→ What is asked
Beginning with the line containing "Target: white label sign" and ending with the last line of the records, set down every line exactly.

→ Data in this exercise
>> START
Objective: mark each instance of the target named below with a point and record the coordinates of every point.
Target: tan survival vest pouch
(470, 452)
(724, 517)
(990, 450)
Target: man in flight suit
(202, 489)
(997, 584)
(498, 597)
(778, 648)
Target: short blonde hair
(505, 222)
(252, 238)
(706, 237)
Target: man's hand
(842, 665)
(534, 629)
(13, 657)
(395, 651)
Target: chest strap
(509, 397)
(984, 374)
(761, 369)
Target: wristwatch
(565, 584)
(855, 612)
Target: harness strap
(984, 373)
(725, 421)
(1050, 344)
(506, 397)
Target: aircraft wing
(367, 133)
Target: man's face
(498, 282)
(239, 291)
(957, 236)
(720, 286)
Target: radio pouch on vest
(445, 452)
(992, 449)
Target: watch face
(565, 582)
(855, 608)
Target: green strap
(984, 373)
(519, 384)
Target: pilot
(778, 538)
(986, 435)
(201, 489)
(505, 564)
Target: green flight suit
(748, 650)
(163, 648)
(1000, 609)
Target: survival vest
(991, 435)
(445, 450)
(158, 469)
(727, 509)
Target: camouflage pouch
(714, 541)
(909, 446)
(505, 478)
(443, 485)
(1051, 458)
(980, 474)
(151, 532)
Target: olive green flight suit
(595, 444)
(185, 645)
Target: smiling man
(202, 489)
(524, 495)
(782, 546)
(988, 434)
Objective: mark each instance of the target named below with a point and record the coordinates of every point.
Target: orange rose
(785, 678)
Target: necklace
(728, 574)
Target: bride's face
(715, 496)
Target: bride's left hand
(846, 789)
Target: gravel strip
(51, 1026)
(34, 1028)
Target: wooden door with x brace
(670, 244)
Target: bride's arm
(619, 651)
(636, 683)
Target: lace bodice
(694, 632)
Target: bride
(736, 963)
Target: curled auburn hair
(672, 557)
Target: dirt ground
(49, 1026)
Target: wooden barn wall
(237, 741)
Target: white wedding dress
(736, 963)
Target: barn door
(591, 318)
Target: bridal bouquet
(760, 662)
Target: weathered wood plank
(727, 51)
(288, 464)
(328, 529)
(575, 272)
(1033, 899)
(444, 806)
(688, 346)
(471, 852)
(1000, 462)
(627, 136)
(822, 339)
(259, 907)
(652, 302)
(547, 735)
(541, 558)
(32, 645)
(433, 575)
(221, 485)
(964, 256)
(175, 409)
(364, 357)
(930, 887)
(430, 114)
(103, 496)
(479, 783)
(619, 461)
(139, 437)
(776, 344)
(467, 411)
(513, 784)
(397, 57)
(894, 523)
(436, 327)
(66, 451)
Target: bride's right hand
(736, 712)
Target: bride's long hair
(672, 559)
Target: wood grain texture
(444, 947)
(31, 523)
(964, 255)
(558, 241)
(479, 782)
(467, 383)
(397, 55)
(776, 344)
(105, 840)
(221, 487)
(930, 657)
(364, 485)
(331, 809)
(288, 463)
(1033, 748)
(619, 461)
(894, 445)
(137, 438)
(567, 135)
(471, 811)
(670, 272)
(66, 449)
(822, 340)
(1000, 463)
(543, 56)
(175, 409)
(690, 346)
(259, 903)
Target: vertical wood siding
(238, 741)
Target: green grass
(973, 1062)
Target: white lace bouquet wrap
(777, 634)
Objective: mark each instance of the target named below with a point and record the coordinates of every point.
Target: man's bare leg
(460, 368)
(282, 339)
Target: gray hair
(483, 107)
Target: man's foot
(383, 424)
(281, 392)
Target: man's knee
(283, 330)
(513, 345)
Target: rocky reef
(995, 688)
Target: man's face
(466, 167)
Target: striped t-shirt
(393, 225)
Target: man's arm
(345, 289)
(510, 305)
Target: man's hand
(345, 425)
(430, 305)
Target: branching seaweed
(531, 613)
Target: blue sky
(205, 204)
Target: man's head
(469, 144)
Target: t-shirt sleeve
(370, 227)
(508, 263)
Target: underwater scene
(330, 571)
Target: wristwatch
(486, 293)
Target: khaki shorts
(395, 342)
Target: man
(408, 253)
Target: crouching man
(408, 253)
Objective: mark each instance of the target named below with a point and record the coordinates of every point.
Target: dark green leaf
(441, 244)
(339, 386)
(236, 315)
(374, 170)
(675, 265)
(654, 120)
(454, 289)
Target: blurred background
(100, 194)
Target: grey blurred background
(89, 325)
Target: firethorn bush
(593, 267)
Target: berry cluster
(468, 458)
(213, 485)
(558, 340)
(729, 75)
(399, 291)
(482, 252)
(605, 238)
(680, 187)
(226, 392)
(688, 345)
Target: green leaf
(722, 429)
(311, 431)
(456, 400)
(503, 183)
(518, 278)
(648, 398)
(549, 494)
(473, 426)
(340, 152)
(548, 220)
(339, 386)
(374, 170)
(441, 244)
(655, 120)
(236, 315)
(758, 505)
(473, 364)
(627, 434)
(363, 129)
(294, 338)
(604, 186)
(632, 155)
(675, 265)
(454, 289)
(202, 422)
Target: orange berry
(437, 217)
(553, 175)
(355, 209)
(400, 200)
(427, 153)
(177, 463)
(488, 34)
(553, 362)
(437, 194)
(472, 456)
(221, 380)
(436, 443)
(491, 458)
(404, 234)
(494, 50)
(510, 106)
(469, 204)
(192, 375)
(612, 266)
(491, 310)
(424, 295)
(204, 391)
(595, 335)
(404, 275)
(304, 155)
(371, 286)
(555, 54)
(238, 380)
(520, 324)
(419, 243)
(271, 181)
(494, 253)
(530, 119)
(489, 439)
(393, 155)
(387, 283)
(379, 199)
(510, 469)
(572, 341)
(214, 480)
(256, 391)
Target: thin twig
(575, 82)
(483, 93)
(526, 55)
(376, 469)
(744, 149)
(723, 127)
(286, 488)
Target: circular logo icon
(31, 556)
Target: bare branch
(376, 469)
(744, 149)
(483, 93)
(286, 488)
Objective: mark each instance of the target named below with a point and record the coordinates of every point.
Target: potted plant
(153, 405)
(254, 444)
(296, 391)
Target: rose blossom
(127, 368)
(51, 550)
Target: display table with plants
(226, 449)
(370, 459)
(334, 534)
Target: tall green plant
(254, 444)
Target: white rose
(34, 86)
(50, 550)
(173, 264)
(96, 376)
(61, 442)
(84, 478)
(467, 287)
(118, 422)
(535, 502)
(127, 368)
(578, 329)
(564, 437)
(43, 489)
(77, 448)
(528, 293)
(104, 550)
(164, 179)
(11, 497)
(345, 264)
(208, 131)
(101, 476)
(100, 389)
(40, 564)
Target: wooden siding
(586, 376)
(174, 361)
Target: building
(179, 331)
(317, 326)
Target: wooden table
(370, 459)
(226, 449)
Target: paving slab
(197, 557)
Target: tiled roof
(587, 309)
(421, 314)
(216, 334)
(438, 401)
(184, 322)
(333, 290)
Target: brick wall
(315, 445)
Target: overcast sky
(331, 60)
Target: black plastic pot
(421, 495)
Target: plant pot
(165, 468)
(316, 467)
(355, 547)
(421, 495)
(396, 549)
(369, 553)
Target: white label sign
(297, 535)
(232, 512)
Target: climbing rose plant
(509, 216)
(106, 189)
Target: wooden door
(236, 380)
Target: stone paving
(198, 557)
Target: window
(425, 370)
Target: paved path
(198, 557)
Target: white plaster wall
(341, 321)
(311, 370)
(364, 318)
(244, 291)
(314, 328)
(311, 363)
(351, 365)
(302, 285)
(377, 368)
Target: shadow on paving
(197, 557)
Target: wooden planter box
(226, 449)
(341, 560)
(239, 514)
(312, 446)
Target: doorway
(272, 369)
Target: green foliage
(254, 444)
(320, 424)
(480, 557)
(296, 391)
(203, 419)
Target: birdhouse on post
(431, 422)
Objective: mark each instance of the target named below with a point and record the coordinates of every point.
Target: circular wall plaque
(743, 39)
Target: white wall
>> END
→ Output for this exercise
Target: white label sign
(297, 535)
(232, 512)
Target: climbing rose plant
(509, 216)
(106, 189)
Target: wooden door
(236, 380)
Target: stone paving
(198, 557)
Target: window
(425, 370)
Target: paved path
(198, 557)
Target: white plaster wall
(341, 321)
(311, 370)
(364, 318)
(244, 291)
(314, 328)
(311, 363)
(351, 365)
(302, 285)
(377, 368)
Target: shadow on paving
(197, 557)
Target: wooden planter box
(226, 449)
(341, 560)
(239, 514)
(312, 446)
Target: doorway
(272, 369)
Target: green foliage
(254, 444)
(320, 424)
(480, 557)
(296, 391)
(203, 419)
Target: birdhouse on post
(431, 422)
Objective: mark each instance of the target named below with a point and record the coordinates of every point.
Target: circular wall plaque
(743, 39)
Target: white wall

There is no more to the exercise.